_WRITTEN REQUEST:_
Lay out the entries starting at the line containing "Outline every instance of the sneaker." and ending at the line containing "[[[548,355],[548,344],[541,342],[533,343],[533,355],[546,356]]]" as a two-column CSV with headers "entry" and "answer". Give one row per entry, putting its wording and its answer each in a single quoted field with line breaks replaced by spaces.

_TASK DATA:_
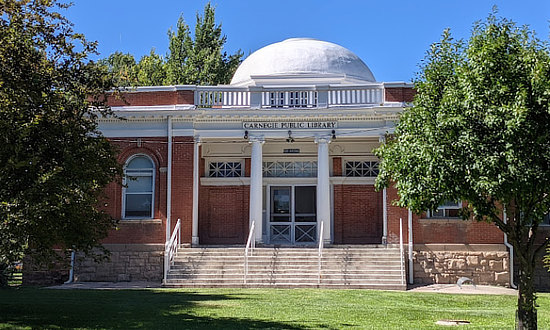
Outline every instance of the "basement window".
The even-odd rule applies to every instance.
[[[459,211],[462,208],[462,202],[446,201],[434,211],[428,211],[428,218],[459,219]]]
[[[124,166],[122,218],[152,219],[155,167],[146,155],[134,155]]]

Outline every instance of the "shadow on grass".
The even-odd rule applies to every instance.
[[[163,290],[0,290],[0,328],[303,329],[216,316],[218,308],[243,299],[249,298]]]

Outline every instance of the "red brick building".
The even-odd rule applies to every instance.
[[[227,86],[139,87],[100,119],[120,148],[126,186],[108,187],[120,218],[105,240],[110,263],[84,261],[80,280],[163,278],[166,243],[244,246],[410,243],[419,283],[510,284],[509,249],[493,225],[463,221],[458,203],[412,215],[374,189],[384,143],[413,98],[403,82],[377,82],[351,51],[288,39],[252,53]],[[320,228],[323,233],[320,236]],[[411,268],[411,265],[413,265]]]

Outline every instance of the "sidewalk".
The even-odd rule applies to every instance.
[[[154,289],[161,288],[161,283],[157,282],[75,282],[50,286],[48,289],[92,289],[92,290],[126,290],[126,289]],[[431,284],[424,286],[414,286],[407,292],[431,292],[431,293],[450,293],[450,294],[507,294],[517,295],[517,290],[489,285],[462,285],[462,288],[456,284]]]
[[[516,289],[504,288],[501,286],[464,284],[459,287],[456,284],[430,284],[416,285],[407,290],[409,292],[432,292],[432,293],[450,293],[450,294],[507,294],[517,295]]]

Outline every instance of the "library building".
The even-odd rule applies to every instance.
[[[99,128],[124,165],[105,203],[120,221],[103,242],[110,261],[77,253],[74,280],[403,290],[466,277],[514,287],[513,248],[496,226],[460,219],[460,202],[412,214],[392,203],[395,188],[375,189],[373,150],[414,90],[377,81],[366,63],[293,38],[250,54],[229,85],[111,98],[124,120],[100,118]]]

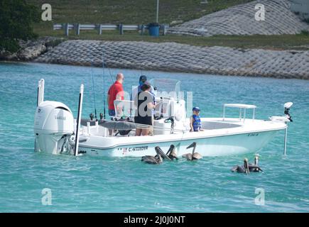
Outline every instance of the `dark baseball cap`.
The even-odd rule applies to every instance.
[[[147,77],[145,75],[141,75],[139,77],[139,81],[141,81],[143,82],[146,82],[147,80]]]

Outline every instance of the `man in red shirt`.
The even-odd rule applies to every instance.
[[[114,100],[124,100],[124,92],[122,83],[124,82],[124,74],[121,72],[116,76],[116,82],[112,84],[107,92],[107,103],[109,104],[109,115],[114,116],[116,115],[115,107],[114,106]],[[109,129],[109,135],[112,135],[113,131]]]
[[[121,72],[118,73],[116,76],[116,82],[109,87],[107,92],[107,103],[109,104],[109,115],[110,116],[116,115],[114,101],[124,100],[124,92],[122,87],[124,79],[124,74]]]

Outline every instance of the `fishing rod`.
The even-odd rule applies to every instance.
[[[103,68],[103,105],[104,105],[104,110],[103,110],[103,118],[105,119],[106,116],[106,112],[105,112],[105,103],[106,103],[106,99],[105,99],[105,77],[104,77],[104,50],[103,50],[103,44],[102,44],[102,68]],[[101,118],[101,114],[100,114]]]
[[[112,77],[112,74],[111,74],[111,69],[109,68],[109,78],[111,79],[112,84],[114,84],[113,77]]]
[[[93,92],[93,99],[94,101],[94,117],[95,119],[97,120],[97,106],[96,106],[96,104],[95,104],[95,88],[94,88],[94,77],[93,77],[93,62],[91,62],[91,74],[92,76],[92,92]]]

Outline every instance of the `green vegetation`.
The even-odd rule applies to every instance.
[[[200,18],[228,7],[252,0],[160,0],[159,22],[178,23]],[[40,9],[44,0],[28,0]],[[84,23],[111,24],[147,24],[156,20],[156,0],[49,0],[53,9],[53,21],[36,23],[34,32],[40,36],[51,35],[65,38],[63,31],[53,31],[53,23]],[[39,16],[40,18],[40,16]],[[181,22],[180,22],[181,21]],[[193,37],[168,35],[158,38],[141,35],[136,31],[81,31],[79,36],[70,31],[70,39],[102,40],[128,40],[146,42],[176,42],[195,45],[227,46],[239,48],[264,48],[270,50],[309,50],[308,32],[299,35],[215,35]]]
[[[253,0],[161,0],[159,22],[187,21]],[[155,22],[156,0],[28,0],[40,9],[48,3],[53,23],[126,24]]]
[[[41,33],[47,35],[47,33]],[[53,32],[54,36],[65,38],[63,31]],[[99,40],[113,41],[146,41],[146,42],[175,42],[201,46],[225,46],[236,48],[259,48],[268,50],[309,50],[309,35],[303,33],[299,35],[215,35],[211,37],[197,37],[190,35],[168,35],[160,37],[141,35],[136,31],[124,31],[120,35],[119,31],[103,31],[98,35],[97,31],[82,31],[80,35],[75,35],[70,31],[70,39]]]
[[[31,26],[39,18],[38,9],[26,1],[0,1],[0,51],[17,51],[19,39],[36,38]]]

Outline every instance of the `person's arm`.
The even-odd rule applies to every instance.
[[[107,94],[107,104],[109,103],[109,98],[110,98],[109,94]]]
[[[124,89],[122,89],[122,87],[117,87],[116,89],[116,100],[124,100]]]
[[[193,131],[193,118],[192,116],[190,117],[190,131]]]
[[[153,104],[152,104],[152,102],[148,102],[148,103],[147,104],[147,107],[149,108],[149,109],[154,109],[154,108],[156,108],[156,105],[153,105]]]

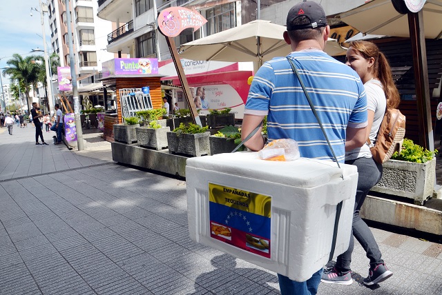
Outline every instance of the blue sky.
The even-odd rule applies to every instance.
--
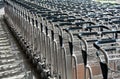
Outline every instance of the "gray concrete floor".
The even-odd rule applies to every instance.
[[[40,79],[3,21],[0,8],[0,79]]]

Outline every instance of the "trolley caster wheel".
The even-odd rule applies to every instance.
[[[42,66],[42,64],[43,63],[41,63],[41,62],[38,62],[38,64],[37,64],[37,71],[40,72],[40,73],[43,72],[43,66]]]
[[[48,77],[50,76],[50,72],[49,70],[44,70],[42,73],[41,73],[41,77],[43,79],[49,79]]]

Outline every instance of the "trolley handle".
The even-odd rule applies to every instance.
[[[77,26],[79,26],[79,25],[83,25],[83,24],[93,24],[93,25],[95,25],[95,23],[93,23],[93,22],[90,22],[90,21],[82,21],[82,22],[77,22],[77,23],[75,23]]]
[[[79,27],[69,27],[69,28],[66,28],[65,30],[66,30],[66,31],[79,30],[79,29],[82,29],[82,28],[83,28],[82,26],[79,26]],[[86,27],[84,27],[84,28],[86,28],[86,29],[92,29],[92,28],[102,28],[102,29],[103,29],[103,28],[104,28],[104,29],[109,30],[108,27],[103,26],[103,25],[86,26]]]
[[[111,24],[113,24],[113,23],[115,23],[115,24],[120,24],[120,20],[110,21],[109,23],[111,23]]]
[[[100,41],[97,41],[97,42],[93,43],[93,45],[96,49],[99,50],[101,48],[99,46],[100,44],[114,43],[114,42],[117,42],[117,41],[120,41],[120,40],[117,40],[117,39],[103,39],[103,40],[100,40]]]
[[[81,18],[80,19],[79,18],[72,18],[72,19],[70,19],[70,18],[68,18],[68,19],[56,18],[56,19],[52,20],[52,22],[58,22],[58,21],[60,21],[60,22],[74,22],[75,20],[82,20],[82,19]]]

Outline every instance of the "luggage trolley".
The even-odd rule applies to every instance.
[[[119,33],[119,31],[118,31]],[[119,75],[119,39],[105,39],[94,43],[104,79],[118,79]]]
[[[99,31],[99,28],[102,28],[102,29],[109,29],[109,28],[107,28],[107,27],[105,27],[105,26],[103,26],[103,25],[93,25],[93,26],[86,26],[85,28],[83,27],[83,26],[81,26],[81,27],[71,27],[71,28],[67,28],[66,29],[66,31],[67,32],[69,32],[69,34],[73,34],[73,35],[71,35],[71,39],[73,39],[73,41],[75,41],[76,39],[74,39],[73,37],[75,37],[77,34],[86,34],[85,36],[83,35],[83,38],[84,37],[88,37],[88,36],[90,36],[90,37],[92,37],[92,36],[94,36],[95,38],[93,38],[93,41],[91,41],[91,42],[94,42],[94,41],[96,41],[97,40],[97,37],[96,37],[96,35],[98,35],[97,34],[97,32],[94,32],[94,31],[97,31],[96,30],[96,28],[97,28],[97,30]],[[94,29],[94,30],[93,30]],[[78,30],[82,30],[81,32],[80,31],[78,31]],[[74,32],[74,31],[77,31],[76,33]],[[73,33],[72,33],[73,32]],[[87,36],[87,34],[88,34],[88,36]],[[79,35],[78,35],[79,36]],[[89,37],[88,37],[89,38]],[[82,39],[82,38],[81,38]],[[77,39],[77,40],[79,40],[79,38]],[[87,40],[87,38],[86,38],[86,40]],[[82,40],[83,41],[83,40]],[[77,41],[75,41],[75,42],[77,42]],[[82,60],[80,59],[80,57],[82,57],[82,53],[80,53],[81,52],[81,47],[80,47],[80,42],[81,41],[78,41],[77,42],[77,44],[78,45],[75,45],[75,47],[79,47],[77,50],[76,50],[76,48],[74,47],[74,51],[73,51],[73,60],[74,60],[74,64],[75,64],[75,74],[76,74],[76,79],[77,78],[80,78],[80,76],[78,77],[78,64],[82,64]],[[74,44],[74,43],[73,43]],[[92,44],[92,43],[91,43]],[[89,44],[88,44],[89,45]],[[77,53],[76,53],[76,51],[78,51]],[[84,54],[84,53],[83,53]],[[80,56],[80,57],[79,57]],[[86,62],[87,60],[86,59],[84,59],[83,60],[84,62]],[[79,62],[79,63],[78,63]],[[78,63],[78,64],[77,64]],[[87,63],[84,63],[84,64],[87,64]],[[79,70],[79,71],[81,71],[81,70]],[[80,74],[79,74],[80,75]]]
* * *
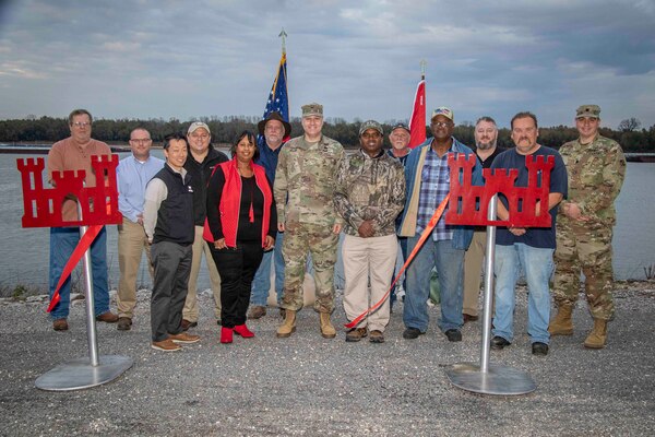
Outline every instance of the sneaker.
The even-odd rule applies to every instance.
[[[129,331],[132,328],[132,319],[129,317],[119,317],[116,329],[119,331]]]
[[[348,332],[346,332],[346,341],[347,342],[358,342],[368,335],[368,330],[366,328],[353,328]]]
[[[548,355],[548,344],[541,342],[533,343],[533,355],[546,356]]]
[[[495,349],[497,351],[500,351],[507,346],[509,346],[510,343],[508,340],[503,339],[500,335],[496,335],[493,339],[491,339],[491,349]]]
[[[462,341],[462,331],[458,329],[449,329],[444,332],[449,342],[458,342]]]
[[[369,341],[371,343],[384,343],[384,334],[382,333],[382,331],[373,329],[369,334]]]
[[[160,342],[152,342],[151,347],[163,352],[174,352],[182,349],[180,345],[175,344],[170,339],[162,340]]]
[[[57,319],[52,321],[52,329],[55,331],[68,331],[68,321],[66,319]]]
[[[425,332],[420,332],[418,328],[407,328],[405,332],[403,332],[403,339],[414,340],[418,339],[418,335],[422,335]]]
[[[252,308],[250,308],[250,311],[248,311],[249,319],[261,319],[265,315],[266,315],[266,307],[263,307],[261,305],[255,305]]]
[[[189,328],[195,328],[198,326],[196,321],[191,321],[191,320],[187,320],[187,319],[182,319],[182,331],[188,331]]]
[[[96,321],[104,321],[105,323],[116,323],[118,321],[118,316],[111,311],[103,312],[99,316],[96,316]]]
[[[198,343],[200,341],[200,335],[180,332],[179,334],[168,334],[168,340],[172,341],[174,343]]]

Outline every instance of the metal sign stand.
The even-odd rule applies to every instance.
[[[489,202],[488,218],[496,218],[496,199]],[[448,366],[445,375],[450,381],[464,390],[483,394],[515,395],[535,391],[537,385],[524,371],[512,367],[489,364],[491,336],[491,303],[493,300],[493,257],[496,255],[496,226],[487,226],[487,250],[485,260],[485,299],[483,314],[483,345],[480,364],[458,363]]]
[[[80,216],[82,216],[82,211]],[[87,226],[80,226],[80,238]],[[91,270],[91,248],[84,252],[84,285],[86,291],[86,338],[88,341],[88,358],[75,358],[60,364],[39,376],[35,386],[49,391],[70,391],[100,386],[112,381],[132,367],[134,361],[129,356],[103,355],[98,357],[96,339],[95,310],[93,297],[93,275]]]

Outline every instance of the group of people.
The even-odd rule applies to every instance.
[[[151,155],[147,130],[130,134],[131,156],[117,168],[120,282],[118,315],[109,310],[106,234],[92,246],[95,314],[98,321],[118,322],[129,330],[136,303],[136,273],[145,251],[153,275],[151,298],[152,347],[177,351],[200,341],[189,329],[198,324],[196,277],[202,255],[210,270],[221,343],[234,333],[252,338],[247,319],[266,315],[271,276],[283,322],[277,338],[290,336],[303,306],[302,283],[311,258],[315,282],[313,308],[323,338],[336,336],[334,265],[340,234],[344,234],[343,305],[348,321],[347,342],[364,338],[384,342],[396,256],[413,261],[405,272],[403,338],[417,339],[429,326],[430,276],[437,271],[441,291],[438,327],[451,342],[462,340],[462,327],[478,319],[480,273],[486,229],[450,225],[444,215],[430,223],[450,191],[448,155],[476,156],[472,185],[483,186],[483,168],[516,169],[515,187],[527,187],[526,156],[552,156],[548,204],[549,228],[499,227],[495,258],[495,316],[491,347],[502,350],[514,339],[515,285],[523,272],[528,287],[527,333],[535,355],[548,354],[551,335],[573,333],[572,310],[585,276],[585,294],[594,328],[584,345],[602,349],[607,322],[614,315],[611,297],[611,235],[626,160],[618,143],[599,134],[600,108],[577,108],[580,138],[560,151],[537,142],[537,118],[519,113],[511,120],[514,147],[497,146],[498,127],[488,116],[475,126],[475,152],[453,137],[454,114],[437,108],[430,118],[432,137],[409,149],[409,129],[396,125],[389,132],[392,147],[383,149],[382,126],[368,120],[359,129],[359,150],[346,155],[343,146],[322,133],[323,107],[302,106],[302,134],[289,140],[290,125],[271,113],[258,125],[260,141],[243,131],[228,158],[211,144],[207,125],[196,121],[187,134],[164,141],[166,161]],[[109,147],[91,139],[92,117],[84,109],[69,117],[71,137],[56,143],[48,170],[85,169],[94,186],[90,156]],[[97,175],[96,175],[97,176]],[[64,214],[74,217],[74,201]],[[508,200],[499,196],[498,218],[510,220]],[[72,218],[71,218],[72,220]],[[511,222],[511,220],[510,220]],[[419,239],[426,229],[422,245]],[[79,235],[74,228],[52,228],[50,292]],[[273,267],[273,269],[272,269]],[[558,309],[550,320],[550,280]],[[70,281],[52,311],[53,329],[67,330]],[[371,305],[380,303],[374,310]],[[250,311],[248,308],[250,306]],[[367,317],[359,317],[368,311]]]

_TASK RESPONSE:_
entry,answer
"Outline every instance of the sneaker. The even-odd rule applies to every instance.","[[[129,331],[132,328],[132,319],[129,317],[119,317],[116,329],[119,331]]] [[[348,332],[346,332],[346,341],[347,342],[358,342],[368,335],[368,330],[366,328],[353,328]]] [[[548,355],[548,344],[541,342],[533,343],[533,355],[546,356]]]"